## Stated task:
Quote the records below in full, exactly as given, with the images taken out.

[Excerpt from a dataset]
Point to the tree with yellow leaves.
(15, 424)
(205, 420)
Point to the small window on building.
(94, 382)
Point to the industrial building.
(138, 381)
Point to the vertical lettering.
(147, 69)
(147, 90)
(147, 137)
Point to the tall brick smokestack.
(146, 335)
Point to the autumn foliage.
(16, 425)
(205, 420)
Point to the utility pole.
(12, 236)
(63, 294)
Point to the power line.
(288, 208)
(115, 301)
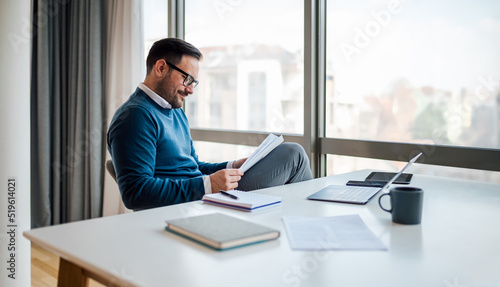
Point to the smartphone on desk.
(366, 183)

## Problem solution:
Point to the tree with yellow leaves.
(15, 424)
(205, 420)
Point to the small window on building.
(94, 382)
Point to the industrial building.
(138, 381)
Point to the vertical lettering.
(147, 69)
(147, 90)
(147, 137)
Point to the tall brick smokestack.
(146, 335)
Point to the autumn foliage.
(16, 425)
(205, 420)
Point to the utility pole.
(12, 236)
(63, 294)
Point to the power line.
(288, 208)
(115, 301)
Point to the smartphone on desk.
(366, 183)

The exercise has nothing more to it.